▶ **DATA SHOWN**:
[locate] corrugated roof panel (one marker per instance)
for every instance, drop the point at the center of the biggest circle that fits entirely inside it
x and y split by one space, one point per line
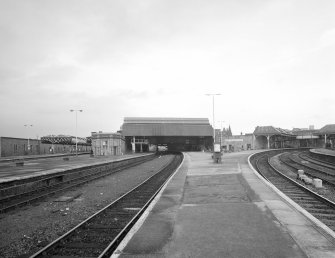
166 130
165 120
270 130
328 129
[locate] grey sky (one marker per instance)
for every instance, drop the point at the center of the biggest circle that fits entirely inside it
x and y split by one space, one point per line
272 61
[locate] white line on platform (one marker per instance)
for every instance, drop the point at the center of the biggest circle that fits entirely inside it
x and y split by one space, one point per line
141 220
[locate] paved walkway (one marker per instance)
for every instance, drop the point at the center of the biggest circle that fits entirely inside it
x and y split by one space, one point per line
223 210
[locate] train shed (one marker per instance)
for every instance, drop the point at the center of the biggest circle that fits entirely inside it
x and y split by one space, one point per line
144 134
270 137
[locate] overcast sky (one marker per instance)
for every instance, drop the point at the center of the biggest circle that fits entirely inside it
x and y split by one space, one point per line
273 61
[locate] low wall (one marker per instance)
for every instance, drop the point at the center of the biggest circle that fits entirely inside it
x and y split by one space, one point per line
19 147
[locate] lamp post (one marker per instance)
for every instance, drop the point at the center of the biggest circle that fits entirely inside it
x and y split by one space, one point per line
76 110
213 95
221 128
28 147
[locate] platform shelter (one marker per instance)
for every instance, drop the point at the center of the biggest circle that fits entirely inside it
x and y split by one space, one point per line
144 134
269 137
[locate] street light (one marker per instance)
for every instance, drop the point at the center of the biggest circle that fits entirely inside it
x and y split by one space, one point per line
76 110
213 95
28 147
221 128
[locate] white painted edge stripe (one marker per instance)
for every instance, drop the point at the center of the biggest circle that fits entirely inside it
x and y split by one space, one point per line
144 216
294 204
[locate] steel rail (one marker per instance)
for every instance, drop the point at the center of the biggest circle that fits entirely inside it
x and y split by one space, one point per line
107 250
320 212
54 189
296 167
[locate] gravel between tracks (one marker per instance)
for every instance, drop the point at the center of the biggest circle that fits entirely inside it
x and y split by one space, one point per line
26 230
326 191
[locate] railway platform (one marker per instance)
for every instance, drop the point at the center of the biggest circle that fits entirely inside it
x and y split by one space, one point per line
37 166
326 152
223 210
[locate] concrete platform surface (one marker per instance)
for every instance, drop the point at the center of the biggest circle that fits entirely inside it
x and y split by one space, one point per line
223 210
36 167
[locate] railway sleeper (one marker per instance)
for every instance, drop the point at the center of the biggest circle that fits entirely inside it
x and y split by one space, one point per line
320 211
322 216
318 206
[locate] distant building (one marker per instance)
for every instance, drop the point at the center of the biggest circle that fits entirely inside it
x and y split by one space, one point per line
238 142
107 144
143 134
10 146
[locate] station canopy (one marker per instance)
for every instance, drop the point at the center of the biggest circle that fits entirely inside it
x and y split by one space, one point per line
155 126
270 130
327 129
63 139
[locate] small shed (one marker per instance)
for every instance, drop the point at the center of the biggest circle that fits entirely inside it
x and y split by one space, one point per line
107 144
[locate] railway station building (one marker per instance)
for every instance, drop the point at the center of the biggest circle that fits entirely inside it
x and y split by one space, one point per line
327 133
144 134
270 137
107 144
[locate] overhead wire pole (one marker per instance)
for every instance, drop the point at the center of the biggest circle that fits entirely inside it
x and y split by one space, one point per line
28 147
221 128
76 110
213 95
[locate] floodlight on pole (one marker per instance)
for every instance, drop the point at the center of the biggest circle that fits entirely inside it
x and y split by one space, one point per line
221 128
28 147
213 95
76 110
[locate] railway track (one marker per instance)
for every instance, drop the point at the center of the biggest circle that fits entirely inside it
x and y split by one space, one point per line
27 192
320 207
318 171
99 235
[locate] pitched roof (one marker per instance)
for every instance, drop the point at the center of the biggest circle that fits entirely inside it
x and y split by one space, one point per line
165 120
144 126
328 129
270 130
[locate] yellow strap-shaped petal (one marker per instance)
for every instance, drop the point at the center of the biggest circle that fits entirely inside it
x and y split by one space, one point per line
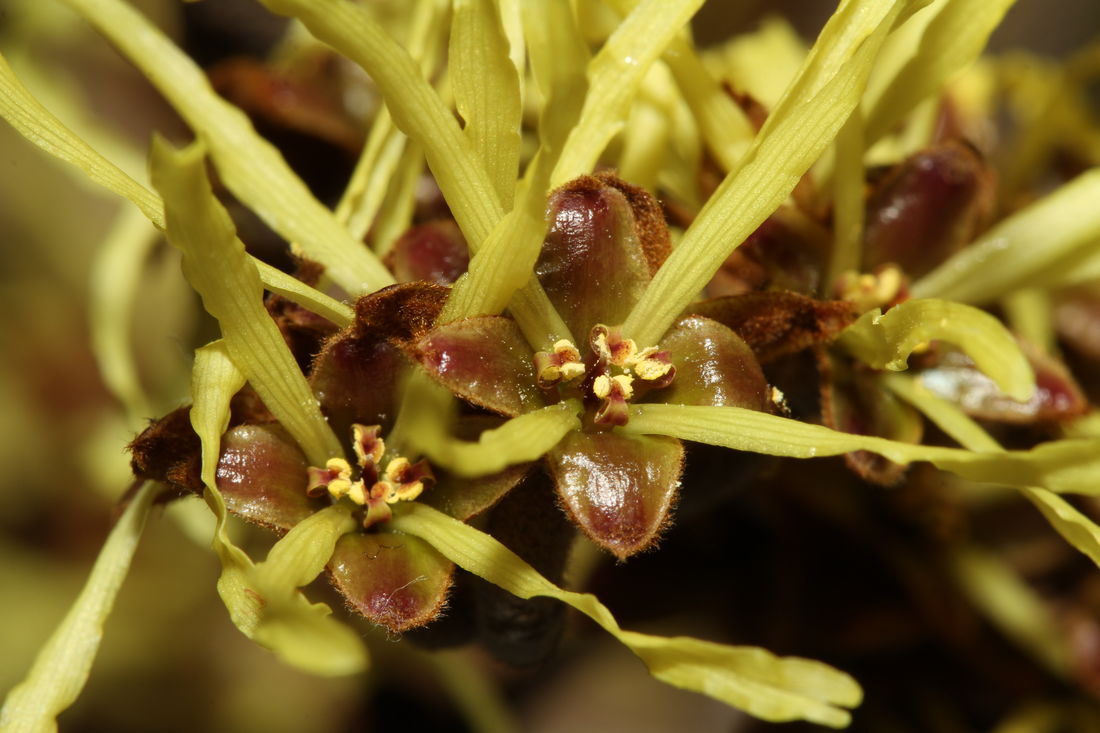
749 678
263 600
1060 466
62 667
886 340
249 165
217 266
806 120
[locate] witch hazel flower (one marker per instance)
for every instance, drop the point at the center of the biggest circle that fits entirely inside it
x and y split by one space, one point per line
574 342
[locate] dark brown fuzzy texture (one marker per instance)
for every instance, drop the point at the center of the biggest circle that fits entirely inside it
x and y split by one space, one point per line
776 323
649 221
402 313
169 451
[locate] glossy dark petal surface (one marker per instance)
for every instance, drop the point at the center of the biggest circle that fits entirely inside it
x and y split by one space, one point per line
778 323
355 380
593 263
486 361
397 581
617 489
714 367
435 251
262 476
927 208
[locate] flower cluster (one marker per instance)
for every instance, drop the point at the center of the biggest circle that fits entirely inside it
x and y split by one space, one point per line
515 359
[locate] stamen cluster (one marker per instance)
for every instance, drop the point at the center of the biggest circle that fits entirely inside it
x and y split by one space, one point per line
381 482
607 376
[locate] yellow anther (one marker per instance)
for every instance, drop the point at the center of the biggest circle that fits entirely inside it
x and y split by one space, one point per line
562 364
647 367
571 370
871 290
625 383
356 492
565 348
367 444
602 385
395 468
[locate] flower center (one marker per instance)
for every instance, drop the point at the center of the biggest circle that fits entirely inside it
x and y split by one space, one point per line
608 376
381 482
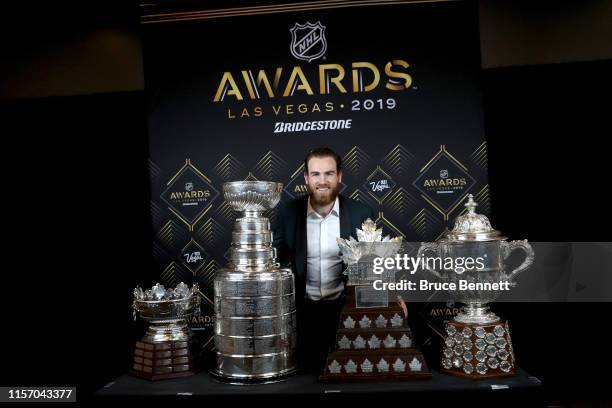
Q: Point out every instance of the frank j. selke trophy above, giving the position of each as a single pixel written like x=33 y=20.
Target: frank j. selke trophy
x=477 y=342
x=165 y=351
x=255 y=328
x=374 y=342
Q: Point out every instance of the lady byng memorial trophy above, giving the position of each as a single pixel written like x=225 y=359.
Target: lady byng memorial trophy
x=477 y=342
x=255 y=327
x=373 y=341
x=165 y=351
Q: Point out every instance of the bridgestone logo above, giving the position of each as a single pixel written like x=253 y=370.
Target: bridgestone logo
x=285 y=127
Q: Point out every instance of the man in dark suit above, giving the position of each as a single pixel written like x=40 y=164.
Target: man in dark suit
x=305 y=238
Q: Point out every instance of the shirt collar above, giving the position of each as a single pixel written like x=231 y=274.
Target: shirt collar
x=335 y=210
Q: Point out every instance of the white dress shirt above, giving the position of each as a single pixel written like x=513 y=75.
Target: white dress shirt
x=323 y=262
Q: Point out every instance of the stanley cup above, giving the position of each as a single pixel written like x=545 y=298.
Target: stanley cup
x=255 y=328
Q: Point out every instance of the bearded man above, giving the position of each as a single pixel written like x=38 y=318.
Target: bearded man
x=305 y=236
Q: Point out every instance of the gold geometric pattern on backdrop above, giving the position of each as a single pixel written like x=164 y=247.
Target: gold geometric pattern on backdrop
x=398 y=160
x=355 y=160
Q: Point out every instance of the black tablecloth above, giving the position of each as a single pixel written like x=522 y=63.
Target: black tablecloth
x=521 y=388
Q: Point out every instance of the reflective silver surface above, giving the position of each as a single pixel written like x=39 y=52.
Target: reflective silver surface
x=473 y=237
x=166 y=311
x=255 y=327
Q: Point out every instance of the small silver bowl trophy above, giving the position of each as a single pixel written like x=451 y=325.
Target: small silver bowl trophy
x=165 y=350
x=477 y=342
x=255 y=316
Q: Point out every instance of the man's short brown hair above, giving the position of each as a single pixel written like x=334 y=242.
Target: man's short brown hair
x=323 y=152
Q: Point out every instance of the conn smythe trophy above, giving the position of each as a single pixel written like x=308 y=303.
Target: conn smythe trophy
x=373 y=341
x=255 y=328
x=165 y=351
x=477 y=342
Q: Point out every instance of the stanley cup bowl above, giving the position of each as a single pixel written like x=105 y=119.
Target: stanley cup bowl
x=252 y=195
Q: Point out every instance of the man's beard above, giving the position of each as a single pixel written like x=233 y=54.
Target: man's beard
x=323 y=198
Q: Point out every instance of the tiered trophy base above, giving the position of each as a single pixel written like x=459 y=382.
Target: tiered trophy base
x=478 y=351
x=162 y=360
x=374 y=345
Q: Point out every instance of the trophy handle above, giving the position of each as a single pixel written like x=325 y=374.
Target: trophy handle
x=509 y=247
x=427 y=247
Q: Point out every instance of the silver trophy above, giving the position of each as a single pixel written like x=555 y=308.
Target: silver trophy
x=477 y=344
x=473 y=237
x=255 y=327
x=166 y=311
x=165 y=351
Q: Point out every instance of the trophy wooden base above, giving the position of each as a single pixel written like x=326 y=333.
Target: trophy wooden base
x=374 y=345
x=163 y=360
x=478 y=351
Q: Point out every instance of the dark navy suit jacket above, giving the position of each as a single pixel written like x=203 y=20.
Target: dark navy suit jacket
x=290 y=234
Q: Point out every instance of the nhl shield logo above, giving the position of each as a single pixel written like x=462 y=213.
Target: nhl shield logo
x=308 y=41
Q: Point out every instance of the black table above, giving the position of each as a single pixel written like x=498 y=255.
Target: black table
x=509 y=391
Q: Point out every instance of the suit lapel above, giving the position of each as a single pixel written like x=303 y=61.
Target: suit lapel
x=345 y=219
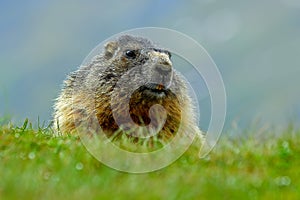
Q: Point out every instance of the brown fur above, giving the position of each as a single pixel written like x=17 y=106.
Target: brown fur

▶ **AIM OF THE TASK**: Count how many lines above hold the word "flower", then reply with that number alone.

▶ **ANSWER SPACE**: 3